— START OF EXTRACTED RECORDS —

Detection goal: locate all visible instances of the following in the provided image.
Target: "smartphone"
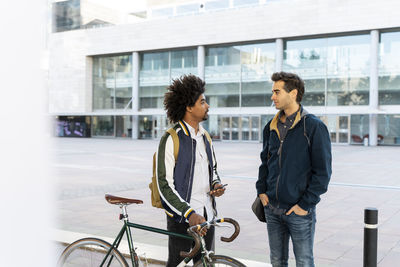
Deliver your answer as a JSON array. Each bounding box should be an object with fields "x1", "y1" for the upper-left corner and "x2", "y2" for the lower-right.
[{"x1": 207, "y1": 184, "x2": 228, "y2": 195}]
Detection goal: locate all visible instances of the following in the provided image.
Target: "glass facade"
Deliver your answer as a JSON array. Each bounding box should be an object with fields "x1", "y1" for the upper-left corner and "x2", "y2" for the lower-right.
[
  {"x1": 55, "y1": 29, "x2": 400, "y2": 145},
  {"x1": 205, "y1": 43, "x2": 275, "y2": 108},
  {"x1": 378, "y1": 114, "x2": 400, "y2": 145},
  {"x1": 283, "y1": 35, "x2": 370, "y2": 106},
  {"x1": 93, "y1": 55, "x2": 132, "y2": 110},
  {"x1": 139, "y1": 49, "x2": 197, "y2": 108},
  {"x1": 51, "y1": 0, "x2": 81, "y2": 32},
  {"x1": 55, "y1": 116, "x2": 90, "y2": 137},
  {"x1": 379, "y1": 32, "x2": 400, "y2": 105}
]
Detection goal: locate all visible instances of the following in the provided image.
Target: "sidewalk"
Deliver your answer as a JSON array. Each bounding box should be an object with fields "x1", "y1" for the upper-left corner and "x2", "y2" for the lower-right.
[{"x1": 53, "y1": 138, "x2": 400, "y2": 267}]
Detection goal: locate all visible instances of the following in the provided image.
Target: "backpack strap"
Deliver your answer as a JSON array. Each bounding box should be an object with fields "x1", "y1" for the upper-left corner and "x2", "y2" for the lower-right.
[
  {"x1": 303, "y1": 116, "x2": 311, "y2": 148},
  {"x1": 167, "y1": 128, "x2": 179, "y2": 162},
  {"x1": 204, "y1": 130, "x2": 212, "y2": 145}
]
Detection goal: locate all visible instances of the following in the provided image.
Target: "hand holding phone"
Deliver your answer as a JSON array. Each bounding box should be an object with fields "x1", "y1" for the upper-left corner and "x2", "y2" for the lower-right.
[{"x1": 207, "y1": 184, "x2": 228, "y2": 197}]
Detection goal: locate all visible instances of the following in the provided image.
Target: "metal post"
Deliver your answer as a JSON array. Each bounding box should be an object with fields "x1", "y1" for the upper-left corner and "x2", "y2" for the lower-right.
[{"x1": 363, "y1": 208, "x2": 378, "y2": 267}]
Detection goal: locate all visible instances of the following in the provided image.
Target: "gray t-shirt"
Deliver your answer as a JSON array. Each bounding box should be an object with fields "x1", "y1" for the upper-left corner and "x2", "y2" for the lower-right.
[{"x1": 278, "y1": 111, "x2": 299, "y2": 140}]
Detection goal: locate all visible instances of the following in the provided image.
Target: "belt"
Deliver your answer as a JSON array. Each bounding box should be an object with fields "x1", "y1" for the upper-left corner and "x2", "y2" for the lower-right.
[{"x1": 267, "y1": 202, "x2": 287, "y2": 215}]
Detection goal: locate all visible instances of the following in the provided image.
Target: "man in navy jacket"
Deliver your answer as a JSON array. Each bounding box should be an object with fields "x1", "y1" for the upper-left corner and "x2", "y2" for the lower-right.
[{"x1": 256, "y1": 72, "x2": 332, "y2": 267}]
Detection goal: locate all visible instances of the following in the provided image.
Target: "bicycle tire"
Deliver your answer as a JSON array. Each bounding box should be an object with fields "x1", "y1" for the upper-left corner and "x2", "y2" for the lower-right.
[
  {"x1": 193, "y1": 255, "x2": 246, "y2": 267},
  {"x1": 57, "y1": 237, "x2": 129, "y2": 267}
]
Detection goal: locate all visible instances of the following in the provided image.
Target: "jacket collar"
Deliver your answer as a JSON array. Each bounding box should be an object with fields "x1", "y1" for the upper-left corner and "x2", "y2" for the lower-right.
[
  {"x1": 269, "y1": 105, "x2": 308, "y2": 139},
  {"x1": 178, "y1": 120, "x2": 191, "y2": 137}
]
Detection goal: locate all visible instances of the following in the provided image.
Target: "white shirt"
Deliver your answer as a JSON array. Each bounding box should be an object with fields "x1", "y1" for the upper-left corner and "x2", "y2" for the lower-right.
[{"x1": 185, "y1": 122, "x2": 213, "y2": 220}]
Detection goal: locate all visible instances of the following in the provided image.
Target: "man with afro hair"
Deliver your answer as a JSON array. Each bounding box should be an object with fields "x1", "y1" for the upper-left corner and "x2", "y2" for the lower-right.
[{"x1": 157, "y1": 75, "x2": 225, "y2": 267}]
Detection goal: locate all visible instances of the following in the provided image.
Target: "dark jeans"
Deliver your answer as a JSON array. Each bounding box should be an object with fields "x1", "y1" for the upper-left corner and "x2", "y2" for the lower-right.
[
  {"x1": 167, "y1": 215, "x2": 214, "y2": 267},
  {"x1": 264, "y1": 205, "x2": 316, "y2": 267}
]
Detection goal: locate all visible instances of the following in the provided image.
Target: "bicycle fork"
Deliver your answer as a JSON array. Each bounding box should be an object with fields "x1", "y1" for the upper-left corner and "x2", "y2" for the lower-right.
[{"x1": 100, "y1": 205, "x2": 139, "y2": 267}]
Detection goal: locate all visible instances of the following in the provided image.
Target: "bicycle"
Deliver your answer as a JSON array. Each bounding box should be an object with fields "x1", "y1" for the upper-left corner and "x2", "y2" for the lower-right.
[{"x1": 57, "y1": 194, "x2": 245, "y2": 267}]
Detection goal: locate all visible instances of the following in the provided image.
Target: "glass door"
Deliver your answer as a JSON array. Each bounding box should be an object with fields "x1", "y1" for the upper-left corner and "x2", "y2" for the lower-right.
[
  {"x1": 250, "y1": 116, "x2": 260, "y2": 141},
  {"x1": 221, "y1": 117, "x2": 231, "y2": 141},
  {"x1": 241, "y1": 116, "x2": 250, "y2": 141},
  {"x1": 231, "y1": 117, "x2": 240, "y2": 140},
  {"x1": 321, "y1": 116, "x2": 350, "y2": 144}
]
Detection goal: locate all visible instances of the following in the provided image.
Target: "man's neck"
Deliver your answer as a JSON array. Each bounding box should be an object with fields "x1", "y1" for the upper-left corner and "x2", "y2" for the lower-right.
[
  {"x1": 183, "y1": 118, "x2": 199, "y2": 134},
  {"x1": 282, "y1": 103, "x2": 300, "y2": 120}
]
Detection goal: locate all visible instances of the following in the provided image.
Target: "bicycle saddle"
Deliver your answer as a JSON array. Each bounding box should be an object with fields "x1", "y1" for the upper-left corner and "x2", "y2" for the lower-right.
[{"x1": 105, "y1": 194, "x2": 143, "y2": 205}]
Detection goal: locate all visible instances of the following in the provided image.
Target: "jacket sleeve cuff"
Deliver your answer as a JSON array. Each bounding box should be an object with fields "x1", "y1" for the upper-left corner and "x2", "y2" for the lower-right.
[
  {"x1": 211, "y1": 179, "x2": 221, "y2": 189},
  {"x1": 183, "y1": 208, "x2": 195, "y2": 220},
  {"x1": 297, "y1": 199, "x2": 312, "y2": 211}
]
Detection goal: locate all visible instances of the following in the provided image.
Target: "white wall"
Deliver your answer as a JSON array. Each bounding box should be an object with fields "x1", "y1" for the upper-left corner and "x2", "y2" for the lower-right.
[{"x1": 49, "y1": 0, "x2": 400, "y2": 114}]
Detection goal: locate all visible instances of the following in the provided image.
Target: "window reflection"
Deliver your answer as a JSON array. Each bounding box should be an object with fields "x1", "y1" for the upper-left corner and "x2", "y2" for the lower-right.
[
  {"x1": 379, "y1": 32, "x2": 400, "y2": 105},
  {"x1": 205, "y1": 43, "x2": 275, "y2": 107},
  {"x1": 93, "y1": 55, "x2": 132, "y2": 109},
  {"x1": 139, "y1": 49, "x2": 197, "y2": 108},
  {"x1": 283, "y1": 35, "x2": 370, "y2": 106}
]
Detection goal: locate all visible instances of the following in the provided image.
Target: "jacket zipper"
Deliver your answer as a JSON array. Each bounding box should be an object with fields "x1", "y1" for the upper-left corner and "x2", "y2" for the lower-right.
[
  {"x1": 186, "y1": 139, "x2": 195, "y2": 201},
  {"x1": 276, "y1": 140, "x2": 283, "y2": 205}
]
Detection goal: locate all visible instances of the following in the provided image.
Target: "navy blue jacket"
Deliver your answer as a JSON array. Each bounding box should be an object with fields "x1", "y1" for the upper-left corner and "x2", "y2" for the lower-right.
[{"x1": 256, "y1": 107, "x2": 332, "y2": 211}]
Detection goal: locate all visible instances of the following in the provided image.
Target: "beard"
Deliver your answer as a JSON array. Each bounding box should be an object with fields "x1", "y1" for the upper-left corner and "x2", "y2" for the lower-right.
[{"x1": 203, "y1": 111, "x2": 208, "y2": 121}]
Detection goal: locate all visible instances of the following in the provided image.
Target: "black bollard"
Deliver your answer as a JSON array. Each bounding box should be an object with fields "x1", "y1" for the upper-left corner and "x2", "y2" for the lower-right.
[{"x1": 363, "y1": 208, "x2": 378, "y2": 267}]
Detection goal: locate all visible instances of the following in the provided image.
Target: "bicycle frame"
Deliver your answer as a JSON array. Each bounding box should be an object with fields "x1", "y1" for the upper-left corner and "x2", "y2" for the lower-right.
[{"x1": 100, "y1": 214, "x2": 194, "y2": 267}]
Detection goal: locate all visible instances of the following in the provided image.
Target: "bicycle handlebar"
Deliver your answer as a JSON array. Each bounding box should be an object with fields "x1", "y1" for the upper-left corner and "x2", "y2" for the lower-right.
[{"x1": 180, "y1": 218, "x2": 240, "y2": 258}]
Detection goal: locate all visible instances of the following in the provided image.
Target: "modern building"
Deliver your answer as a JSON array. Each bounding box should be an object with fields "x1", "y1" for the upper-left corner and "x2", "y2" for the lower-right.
[{"x1": 48, "y1": 0, "x2": 400, "y2": 146}]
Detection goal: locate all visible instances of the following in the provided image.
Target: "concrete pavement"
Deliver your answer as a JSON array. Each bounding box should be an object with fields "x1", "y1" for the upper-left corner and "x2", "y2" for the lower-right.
[{"x1": 52, "y1": 138, "x2": 400, "y2": 267}]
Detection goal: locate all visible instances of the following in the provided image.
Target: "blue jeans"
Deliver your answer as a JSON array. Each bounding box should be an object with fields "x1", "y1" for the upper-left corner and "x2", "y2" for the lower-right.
[{"x1": 264, "y1": 204, "x2": 316, "y2": 267}]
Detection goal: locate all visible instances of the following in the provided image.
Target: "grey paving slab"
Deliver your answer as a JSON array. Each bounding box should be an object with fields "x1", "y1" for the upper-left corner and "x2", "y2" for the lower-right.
[{"x1": 51, "y1": 138, "x2": 400, "y2": 266}]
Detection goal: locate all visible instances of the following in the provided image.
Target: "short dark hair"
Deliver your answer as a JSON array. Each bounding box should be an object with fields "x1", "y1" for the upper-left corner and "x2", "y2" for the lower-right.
[
  {"x1": 164, "y1": 74, "x2": 206, "y2": 123},
  {"x1": 271, "y1": 71, "x2": 304, "y2": 103}
]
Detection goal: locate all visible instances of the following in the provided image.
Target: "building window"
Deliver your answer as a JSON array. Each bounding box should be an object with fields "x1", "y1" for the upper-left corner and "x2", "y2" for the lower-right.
[
  {"x1": 55, "y1": 116, "x2": 90, "y2": 137},
  {"x1": 139, "y1": 49, "x2": 197, "y2": 108},
  {"x1": 52, "y1": 0, "x2": 82, "y2": 32},
  {"x1": 205, "y1": 43, "x2": 275, "y2": 107},
  {"x1": 92, "y1": 116, "x2": 115, "y2": 137},
  {"x1": 93, "y1": 55, "x2": 132, "y2": 110},
  {"x1": 379, "y1": 32, "x2": 400, "y2": 105},
  {"x1": 378, "y1": 114, "x2": 400, "y2": 145},
  {"x1": 283, "y1": 35, "x2": 370, "y2": 106}
]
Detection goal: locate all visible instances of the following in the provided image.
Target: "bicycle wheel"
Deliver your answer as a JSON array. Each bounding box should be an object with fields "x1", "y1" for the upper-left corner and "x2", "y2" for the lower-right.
[
  {"x1": 57, "y1": 237, "x2": 129, "y2": 267},
  {"x1": 193, "y1": 255, "x2": 246, "y2": 267}
]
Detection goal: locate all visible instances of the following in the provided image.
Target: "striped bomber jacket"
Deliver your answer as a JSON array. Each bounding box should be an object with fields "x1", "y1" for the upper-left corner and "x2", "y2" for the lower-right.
[{"x1": 157, "y1": 121, "x2": 220, "y2": 223}]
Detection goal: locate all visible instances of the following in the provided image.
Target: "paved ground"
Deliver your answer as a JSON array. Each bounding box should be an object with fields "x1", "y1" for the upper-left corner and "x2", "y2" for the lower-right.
[{"x1": 52, "y1": 138, "x2": 400, "y2": 267}]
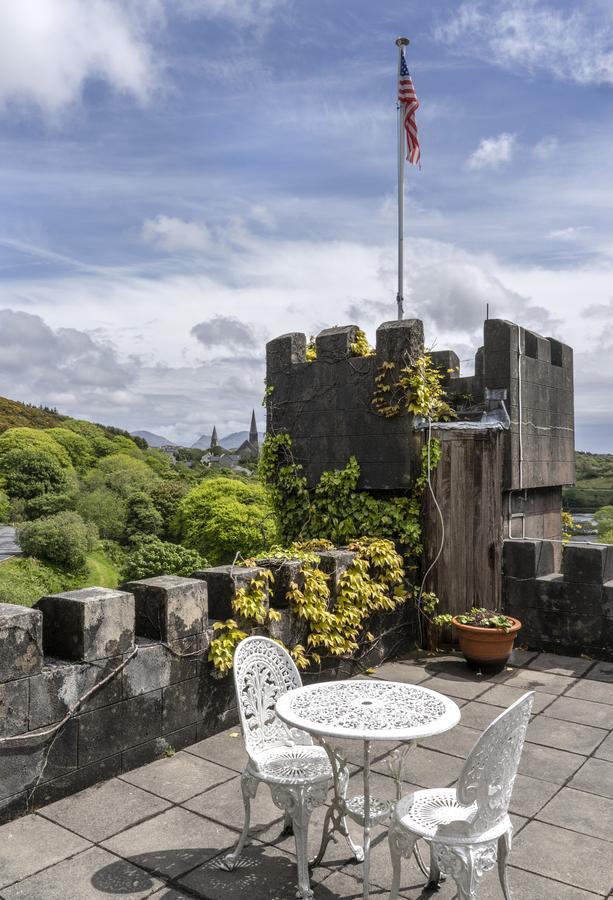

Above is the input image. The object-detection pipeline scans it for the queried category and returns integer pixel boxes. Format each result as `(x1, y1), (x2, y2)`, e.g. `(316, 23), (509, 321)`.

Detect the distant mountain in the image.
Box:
(192, 431), (264, 450)
(130, 431), (177, 447)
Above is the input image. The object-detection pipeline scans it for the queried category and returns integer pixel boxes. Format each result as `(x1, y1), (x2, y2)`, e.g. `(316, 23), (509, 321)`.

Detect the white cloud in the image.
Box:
(532, 135), (559, 159)
(547, 225), (591, 241)
(141, 215), (211, 253)
(0, 0), (156, 114)
(467, 131), (516, 170)
(435, 0), (613, 84)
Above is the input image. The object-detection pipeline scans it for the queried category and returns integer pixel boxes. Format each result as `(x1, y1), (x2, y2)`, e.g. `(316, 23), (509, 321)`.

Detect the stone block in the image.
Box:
(0, 678), (30, 738)
(78, 691), (162, 766)
(502, 540), (554, 578)
(562, 544), (613, 585)
(29, 656), (123, 729)
(122, 575), (208, 641)
(0, 719), (77, 798)
(36, 587), (134, 662)
(122, 632), (210, 699)
(377, 319), (424, 368)
(319, 550), (356, 597)
(0, 603), (43, 682)
(315, 325), (358, 363)
(194, 566), (262, 620)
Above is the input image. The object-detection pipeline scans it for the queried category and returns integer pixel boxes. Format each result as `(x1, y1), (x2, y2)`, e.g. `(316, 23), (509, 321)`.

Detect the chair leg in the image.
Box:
(224, 772), (260, 869)
(388, 822), (417, 900)
(432, 841), (497, 900)
(498, 829), (513, 900)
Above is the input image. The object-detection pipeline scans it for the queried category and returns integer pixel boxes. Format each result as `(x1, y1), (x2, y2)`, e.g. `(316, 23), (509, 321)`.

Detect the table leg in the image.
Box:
(310, 735), (364, 866)
(363, 741), (370, 900)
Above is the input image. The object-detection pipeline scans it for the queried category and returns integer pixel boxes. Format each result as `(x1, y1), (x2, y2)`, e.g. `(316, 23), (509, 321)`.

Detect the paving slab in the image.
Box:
(479, 684), (555, 715)
(421, 675), (492, 700)
(509, 775), (560, 818)
(526, 715), (608, 756)
(543, 697), (613, 731)
(418, 725), (481, 762)
(587, 660), (613, 684)
(179, 844), (336, 900)
(518, 741), (585, 784)
(537, 787), (613, 844)
(121, 751), (236, 803)
(528, 653), (594, 678)
(185, 728), (247, 772)
(566, 676), (613, 706)
(512, 821), (613, 900)
(369, 662), (428, 684)
(569, 757), (613, 799)
(0, 816), (91, 893)
(489, 667), (577, 694)
(3, 847), (162, 900)
(594, 734), (613, 760)
(103, 807), (236, 878)
(39, 778), (170, 843)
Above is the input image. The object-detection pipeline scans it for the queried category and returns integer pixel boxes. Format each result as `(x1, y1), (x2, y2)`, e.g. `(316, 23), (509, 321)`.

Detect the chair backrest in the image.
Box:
(234, 636), (302, 756)
(457, 691), (534, 835)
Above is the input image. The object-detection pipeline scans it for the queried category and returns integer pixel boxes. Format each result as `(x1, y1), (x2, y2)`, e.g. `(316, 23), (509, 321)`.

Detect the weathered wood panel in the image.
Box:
(424, 429), (504, 613)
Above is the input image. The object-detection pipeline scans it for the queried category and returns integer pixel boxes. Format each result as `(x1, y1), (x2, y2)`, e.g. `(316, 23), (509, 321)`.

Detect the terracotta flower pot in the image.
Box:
(453, 616), (521, 672)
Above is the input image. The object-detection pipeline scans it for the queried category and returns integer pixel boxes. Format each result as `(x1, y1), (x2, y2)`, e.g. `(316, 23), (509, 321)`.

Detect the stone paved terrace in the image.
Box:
(0, 651), (613, 900)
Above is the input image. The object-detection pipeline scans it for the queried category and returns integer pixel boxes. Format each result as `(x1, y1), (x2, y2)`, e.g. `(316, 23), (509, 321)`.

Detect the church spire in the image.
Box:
(249, 409), (259, 447)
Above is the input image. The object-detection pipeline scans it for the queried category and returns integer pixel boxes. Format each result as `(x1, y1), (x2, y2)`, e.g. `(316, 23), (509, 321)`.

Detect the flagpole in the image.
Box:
(396, 38), (410, 319)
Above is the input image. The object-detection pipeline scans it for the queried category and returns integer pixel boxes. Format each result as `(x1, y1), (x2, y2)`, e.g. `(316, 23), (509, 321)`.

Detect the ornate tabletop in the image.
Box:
(276, 680), (460, 741)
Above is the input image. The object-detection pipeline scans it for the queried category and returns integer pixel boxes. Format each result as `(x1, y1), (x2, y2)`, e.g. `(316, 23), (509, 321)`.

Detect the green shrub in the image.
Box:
(0, 448), (77, 500)
(0, 490), (11, 524)
(19, 512), (98, 572)
(175, 478), (276, 565)
(125, 491), (163, 543)
(76, 487), (127, 541)
(46, 428), (95, 469)
(121, 538), (208, 581)
(0, 428), (71, 469)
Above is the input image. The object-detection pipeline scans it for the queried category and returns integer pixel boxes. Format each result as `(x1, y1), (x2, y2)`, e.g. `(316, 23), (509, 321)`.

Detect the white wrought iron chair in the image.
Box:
(225, 637), (346, 900)
(389, 691), (534, 900)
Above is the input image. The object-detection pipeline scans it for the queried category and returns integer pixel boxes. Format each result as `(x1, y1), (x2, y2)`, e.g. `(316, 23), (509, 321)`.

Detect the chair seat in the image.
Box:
(248, 744), (332, 784)
(394, 788), (511, 844)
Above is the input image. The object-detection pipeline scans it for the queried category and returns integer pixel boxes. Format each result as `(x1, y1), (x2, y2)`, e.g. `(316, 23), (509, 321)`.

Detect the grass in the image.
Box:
(0, 550), (119, 606)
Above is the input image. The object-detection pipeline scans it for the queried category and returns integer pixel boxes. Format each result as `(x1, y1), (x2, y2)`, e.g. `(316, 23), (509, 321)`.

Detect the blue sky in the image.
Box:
(0, 0), (613, 452)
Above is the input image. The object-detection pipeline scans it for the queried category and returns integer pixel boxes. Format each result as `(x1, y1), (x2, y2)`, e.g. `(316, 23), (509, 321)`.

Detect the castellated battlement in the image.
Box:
(266, 319), (424, 490)
(266, 319), (574, 491)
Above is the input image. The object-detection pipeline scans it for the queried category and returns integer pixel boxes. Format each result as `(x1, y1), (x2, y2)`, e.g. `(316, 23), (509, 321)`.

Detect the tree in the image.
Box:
(47, 428), (96, 469)
(19, 512), (98, 573)
(175, 478), (276, 565)
(125, 491), (163, 543)
(76, 487), (127, 541)
(121, 537), (208, 581)
(86, 453), (159, 499)
(0, 448), (77, 500)
(0, 428), (72, 469)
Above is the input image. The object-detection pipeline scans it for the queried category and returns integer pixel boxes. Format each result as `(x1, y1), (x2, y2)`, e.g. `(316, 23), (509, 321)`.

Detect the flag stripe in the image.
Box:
(398, 49), (421, 165)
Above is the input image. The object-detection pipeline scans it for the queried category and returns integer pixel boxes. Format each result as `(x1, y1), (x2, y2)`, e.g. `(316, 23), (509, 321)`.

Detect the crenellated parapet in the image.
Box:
(503, 541), (613, 659)
(266, 319), (424, 490)
(0, 550), (404, 821)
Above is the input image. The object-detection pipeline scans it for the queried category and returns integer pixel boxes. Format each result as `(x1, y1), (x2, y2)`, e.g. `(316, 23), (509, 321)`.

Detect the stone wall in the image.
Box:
(503, 540), (613, 660)
(0, 551), (411, 821)
(266, 319), (424, 490)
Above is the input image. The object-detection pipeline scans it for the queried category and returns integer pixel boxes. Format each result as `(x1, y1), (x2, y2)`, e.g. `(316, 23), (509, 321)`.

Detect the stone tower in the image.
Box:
(249, 409), (260, 447)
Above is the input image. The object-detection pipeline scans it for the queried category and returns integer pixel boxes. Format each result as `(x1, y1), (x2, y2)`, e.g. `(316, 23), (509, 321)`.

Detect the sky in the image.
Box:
(0, 0), (613, 452)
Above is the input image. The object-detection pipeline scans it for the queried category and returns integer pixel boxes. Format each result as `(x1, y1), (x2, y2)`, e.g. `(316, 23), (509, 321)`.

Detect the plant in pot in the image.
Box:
(453, 606), (521, 672)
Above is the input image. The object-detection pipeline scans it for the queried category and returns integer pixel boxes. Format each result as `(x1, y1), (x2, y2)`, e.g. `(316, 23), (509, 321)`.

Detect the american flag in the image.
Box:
(398, 48), (420, 166)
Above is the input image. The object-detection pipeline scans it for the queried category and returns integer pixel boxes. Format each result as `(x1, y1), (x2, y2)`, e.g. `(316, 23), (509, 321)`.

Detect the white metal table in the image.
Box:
(275, 680), (460, 900)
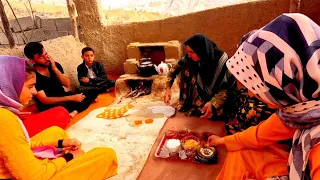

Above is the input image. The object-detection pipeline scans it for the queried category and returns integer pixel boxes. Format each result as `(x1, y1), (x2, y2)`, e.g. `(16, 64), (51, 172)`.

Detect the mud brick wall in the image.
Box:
(0, 16), (72, 45)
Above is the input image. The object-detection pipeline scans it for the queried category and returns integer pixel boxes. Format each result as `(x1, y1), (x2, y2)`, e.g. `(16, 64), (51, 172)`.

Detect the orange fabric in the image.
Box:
(224, 114), (295, 151)
(217, 114), (295, 180)
(309, 145), (320, 179)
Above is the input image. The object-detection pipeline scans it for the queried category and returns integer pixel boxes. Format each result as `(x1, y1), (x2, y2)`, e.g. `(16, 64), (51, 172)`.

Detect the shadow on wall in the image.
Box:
(75, 0), (296, 74)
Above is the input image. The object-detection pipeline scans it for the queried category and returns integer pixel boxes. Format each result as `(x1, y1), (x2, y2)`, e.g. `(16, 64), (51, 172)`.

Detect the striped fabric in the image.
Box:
(227, 14), (320, 180)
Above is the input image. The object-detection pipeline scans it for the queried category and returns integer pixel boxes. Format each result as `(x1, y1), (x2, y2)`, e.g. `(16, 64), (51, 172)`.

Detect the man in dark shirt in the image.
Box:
(77, 47), (115, 93)
(24, 42), (98, 117)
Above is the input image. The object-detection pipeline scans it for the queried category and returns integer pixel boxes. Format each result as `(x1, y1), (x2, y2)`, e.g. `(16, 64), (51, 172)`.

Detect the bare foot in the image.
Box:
(106, 87), (114, 93)
(69, 110), (78, 119)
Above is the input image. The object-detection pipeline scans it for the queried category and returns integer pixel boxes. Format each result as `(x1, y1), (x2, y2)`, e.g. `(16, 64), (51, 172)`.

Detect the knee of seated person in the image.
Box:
(47, 126), (65, 134)
(51, 106), (69, 114)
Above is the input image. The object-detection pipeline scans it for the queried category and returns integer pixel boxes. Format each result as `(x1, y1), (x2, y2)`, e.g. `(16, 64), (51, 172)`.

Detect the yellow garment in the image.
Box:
(217, 114), (320, 180)
(0, 108), (118, 180)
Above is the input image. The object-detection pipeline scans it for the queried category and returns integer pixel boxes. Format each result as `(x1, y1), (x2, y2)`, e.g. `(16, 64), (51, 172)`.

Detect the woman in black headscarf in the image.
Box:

— END OF EXTRACTED RECORDS —

EXERCISE DETAILS — Can you find each line in the data above that contains the word "wall" and copy those lines out?

COMPLETE RESPONSE —
Target: "white wall"
Detect the stone wall in the image.
Detect the mud brick wall in the image.
Detect the shadow on wall in the image.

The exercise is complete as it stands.